Dall’Interaction all’Intent Design: Tre decenni di progettazione verso interazioni predittive.
Quando ho iniziato a occuparmi di Interaction Design, negli anni ’90, il centro della mia attenzione era tutto lì: pulsanti, menù a tendina, percorsi logici e ben ordinati. Le interfacce erano statiche, prevedibili. Bastava un buon senso del layout, un occhio per l’usabilità, e il gioco era fatto. Ma nel corso di quasi trent’anni, ho visto il design trasformarsi da strumento funzionale a mediatore intelligente tra l’umano e la macchina.
Oggi ci troviamo all’inizio di una nuova era. Un’era in cui l’interazione non si limita più al gesto o all’input, ma abbraccia l’intenzione, il contesto, perfino l’emozione. È il passaggio dall’Interaction Design all’Intent Design.
Dal gesto all’intenzione
Il cambiamento non è stato improvviso, ma profondo. Ricordo bene il momento in cui ho capito che non bastava più disegnare percorsi: bisognava capire perché l’utente si muoveva in una certa direzione. Nei miei ultimi progetti, soprattutto quelli legati ad assistenti intelligenti, l’obiettivo è diventato quello di anticipare il bisogno, non solo reagire a un clic.

###

Da svolgere:
1. Traduci in inglese questa frase del brano sull'Intent Design: "Oggi ci troviamo all’inizio di una nuova era."
2. Restituisci, parola per parola, tutto ciò che nel brano sull'Intent Design va da "Oggi ci troviamo" giù fino a "reagire a un clic.".
3. Secondo il brano sull'Intent Design, in quale decennio chi scrive ha iniziato a occuparsi di Interaction Design?

###

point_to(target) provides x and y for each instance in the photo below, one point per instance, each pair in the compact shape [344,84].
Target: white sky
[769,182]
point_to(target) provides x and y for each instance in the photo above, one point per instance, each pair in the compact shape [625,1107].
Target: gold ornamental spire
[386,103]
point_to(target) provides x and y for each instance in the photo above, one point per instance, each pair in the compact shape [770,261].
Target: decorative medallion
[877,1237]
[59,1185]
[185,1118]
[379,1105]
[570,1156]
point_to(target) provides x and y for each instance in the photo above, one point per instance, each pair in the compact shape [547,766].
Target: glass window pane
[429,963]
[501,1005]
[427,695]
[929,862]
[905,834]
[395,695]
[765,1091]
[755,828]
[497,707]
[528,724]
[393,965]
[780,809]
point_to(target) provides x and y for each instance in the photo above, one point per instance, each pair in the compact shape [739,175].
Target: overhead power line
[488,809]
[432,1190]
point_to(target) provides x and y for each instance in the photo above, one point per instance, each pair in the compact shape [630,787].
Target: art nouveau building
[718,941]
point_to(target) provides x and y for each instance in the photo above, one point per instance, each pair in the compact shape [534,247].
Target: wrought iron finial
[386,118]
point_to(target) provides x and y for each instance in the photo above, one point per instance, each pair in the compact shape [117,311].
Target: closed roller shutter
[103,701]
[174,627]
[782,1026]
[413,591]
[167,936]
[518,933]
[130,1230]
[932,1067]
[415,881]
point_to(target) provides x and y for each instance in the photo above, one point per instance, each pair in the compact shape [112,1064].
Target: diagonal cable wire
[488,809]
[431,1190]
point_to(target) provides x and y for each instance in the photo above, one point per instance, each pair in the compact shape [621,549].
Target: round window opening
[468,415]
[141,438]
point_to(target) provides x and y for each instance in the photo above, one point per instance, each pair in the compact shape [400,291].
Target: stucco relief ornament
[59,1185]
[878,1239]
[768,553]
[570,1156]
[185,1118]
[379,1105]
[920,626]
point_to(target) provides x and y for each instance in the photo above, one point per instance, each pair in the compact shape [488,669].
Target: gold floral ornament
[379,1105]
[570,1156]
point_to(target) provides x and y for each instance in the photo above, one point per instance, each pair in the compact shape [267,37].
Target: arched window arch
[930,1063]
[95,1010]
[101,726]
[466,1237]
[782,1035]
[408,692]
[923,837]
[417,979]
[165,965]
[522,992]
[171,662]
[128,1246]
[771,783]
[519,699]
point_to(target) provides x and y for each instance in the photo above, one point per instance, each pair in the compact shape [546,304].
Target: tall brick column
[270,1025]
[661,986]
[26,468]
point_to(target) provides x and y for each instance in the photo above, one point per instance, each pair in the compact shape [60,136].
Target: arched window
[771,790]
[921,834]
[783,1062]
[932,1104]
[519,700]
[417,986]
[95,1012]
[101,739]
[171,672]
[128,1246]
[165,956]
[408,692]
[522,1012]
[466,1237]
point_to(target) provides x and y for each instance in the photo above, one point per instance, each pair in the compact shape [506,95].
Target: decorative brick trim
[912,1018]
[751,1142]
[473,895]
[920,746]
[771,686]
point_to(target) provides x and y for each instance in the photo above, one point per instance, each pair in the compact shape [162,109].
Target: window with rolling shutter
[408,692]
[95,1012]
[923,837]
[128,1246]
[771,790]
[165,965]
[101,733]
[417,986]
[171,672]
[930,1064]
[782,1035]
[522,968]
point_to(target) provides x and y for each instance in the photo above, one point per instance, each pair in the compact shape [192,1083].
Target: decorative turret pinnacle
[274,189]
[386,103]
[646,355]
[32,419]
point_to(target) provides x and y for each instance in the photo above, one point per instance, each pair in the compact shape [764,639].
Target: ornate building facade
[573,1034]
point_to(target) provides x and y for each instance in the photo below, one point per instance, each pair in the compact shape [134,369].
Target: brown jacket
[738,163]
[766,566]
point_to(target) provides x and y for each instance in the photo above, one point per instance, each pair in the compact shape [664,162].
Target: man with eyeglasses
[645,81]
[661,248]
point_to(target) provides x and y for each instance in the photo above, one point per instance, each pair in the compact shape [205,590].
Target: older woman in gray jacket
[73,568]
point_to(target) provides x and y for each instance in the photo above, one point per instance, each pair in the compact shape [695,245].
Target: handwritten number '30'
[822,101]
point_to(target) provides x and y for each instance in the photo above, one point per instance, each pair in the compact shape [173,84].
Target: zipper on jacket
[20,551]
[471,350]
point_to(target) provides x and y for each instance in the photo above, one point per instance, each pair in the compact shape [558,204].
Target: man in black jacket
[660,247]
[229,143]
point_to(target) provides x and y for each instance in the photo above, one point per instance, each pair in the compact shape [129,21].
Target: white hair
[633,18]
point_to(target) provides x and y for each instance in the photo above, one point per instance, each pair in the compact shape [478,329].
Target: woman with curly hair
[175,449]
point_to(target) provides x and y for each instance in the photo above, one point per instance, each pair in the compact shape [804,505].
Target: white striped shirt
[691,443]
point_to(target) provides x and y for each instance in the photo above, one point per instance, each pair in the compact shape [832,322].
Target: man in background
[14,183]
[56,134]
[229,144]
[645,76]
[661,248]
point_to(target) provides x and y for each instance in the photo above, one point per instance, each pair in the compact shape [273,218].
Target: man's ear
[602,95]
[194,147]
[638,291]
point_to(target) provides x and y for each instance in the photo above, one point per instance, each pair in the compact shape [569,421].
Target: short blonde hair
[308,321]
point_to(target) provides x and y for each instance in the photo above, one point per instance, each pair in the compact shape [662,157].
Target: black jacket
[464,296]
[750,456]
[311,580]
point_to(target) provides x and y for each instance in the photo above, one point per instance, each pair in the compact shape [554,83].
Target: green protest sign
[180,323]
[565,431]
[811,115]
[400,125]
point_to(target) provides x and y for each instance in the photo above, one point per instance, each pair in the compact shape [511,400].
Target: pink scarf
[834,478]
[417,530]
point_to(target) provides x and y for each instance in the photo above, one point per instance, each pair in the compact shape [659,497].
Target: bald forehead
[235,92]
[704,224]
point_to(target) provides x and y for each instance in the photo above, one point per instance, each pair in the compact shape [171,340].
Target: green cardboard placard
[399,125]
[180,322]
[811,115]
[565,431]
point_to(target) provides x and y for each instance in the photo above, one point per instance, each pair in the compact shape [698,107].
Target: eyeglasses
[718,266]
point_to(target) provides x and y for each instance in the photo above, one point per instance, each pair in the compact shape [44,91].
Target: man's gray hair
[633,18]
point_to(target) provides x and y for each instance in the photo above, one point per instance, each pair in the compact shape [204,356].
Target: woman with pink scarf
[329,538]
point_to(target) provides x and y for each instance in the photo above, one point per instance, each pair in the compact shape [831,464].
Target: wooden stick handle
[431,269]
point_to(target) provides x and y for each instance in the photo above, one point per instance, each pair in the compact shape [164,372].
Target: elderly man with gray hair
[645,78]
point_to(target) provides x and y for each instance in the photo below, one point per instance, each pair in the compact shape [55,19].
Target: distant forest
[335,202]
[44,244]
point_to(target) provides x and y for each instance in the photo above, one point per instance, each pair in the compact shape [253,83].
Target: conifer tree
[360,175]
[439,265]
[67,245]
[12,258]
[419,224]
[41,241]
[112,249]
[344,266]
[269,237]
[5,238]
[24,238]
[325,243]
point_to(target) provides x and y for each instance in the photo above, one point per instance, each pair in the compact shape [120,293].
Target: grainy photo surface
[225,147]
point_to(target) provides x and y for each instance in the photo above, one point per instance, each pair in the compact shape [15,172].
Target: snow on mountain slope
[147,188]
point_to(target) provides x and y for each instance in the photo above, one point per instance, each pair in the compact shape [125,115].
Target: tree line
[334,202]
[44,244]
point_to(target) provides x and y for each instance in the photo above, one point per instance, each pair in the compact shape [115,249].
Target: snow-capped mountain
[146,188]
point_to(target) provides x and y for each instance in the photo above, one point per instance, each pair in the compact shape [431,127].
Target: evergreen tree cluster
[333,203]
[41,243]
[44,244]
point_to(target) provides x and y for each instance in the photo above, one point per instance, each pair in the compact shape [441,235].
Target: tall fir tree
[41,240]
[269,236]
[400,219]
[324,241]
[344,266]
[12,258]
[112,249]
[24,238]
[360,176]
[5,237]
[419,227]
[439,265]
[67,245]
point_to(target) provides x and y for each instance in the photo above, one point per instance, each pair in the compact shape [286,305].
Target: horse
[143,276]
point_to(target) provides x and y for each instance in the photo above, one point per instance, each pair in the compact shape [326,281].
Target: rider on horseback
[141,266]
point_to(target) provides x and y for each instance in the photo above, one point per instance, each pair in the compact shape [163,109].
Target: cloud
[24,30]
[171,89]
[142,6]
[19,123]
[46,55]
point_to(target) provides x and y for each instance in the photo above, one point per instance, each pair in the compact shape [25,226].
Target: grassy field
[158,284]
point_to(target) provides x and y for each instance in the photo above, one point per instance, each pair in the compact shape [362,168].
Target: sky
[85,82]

###

Risposte all'esercizio:
1. Today we find ourselves at the beginning of a new era.

2.
Oggi ci troviamo all’inizio di una nuova era. Un’era in cui l’interazione non si limita più al gesto o all’input, ma abbraccia l’intenzione, il contesto, perfino l’emozione. È il passaggio dall’Interaction Design all’Intent Design.
Dal gesto all’intenzione
Il cambiamento non è stato improvviso, ma profondo. Ricordo bene il momento in cui ho capito che non bastava più disegnare percorsi: bisognava capire perché l’utente si muoveva in una certa direzione. Nei miei ultimi progetti, soprattutto quelli legati ad assistenti intelligenti, l’obiettivo è diventato quello di anticipare il bisogno, non solo reagire a un clic.

3. Negli anni ’90.